GIVEN EXERCISE 1: In the staff profiles, at which university is Melanie Cooper a Visiting Research Fellow?

South Australia: Melanie Cooper

Dr Melanie Cooper is a visual artist, art historian and educator. She is currently a Visiting Research Fellow at the University of Adelaide and teaches Drawing, Painting and Art History at the Adelaide College of Arts and Adelaide Central School of Art. Her research is grounded in the visual art and material culture of the eighteenth century and reflects an enduring interest in mythology, early modern theories of evolution and naturalism, gender, and sexualities. Her teaching and research practice also reveals a growing fascination with iconoclasm and Contemporary art. Melanie is grateful to be working on Kaurna land and pays her respects to all First Nations peoples.

Tasmania: Karen Hall

Dr Karen Hall is a lecturer in Art Theory at the School of Creative Arts and Media. Her research explores connections between past and present within the Tasmanian landscape, examining the interplay of cultural and environmental changes through her individual practice and collaborative projects. Karen has taught in a range of areas, from art and performance theory and histories to the material and visual cultures of family history.

RECORD EXTRACTS:
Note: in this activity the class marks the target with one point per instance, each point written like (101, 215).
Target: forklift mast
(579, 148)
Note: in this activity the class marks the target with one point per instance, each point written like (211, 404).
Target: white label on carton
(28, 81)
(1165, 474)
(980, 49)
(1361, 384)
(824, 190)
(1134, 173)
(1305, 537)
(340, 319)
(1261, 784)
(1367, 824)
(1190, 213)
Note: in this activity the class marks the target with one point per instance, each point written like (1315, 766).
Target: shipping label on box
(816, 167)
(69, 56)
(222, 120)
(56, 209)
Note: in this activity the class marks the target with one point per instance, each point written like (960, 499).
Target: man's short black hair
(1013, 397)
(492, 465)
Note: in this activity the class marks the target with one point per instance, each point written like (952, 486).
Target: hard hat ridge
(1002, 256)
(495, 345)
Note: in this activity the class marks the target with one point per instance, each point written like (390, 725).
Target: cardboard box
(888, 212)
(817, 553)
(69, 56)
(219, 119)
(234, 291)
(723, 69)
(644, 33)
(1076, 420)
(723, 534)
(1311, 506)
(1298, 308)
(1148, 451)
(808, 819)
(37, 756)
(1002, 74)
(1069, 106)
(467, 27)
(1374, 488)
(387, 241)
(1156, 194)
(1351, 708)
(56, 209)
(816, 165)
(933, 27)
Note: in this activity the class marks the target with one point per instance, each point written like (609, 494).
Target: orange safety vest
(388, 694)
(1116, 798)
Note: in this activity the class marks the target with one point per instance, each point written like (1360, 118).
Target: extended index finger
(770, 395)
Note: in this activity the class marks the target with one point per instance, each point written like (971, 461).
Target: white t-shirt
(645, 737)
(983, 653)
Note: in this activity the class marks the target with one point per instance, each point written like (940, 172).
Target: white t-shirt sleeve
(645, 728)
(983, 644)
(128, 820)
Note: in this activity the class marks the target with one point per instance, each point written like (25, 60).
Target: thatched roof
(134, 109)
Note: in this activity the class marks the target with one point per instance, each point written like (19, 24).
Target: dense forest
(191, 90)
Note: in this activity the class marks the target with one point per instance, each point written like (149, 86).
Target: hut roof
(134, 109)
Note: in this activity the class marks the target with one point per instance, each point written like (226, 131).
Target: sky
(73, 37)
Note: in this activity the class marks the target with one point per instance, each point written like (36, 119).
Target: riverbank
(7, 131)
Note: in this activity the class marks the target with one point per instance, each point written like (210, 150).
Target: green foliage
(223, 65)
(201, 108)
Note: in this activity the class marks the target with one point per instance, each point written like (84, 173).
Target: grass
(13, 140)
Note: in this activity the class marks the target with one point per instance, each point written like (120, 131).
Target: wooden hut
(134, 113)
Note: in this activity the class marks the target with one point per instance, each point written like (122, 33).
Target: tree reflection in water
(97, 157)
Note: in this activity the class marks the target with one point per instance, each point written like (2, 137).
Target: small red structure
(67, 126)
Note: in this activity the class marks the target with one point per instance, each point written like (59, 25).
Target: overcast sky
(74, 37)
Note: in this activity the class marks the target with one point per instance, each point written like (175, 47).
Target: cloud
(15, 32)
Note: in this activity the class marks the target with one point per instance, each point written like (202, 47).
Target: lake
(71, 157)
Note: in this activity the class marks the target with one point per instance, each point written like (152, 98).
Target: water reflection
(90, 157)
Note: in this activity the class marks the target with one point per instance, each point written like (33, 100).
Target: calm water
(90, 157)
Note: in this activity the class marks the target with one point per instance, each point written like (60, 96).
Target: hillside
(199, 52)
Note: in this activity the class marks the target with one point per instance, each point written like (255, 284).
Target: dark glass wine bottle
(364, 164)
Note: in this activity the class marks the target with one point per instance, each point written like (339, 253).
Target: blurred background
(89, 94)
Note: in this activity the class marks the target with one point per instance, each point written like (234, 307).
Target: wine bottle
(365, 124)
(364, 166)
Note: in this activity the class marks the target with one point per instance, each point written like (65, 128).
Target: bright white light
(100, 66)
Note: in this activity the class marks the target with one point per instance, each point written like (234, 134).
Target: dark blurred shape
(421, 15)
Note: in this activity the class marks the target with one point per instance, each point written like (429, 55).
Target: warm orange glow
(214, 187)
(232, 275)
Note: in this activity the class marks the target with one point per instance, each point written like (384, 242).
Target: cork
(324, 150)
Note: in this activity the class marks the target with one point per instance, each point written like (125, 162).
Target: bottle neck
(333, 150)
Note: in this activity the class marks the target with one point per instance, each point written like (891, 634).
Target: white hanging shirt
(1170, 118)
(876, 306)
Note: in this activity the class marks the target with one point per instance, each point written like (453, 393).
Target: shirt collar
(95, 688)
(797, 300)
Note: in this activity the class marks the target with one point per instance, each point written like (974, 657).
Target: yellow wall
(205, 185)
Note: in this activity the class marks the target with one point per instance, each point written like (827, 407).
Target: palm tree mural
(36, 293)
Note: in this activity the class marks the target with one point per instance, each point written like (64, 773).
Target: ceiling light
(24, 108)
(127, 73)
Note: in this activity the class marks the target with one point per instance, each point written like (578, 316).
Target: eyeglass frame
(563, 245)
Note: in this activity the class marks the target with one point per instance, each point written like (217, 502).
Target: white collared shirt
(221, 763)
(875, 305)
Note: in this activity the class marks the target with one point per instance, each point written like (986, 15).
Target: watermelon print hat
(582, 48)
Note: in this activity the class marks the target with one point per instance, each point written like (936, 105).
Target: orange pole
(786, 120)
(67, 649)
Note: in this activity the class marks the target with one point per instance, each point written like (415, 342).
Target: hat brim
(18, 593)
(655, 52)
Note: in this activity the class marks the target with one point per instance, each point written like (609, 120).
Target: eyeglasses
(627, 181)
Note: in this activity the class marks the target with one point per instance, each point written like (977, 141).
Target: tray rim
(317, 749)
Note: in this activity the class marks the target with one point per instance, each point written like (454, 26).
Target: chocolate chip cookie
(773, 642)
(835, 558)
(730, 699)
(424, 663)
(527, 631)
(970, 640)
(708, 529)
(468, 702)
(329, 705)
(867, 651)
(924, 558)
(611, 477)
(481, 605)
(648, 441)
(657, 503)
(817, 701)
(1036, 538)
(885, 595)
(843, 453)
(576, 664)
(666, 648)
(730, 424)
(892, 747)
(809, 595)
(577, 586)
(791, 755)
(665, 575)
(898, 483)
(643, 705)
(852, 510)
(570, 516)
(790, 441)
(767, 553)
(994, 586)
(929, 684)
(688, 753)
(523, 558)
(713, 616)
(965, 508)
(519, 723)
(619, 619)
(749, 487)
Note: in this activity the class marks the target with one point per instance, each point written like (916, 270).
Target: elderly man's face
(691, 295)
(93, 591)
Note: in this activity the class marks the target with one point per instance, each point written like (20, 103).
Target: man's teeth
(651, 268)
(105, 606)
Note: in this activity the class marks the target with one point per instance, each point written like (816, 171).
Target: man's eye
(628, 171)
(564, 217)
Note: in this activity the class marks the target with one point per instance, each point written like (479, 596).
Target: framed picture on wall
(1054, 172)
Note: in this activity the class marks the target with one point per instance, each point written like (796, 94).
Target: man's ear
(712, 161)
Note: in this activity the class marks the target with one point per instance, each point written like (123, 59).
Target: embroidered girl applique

GIVEN EXERCISE 2: Copy the records from their first line through the line containing "(1190, 213)", replacing "carton" with "crate" and leaving everything else unchanged.

FINISHED ANSWER 1: The University of Adelaide.

FINISHED ANSWER 2:
Note: in this activity the class marks the target with one point per instance, each point written like (101, 215).
Target: forklift mast
(579, 148)
Note: in this activity the class marks the target with one point per instance, each point written like (211, 404).
Target: white label on crate
(28, 81)
(1165, 474)
(980, 49)
(1361, 384)
(824, 190)
(1134, 173)
(1305, 537)
(340, 319)
(1261, 784)
(1367, 824)
(1190, 213)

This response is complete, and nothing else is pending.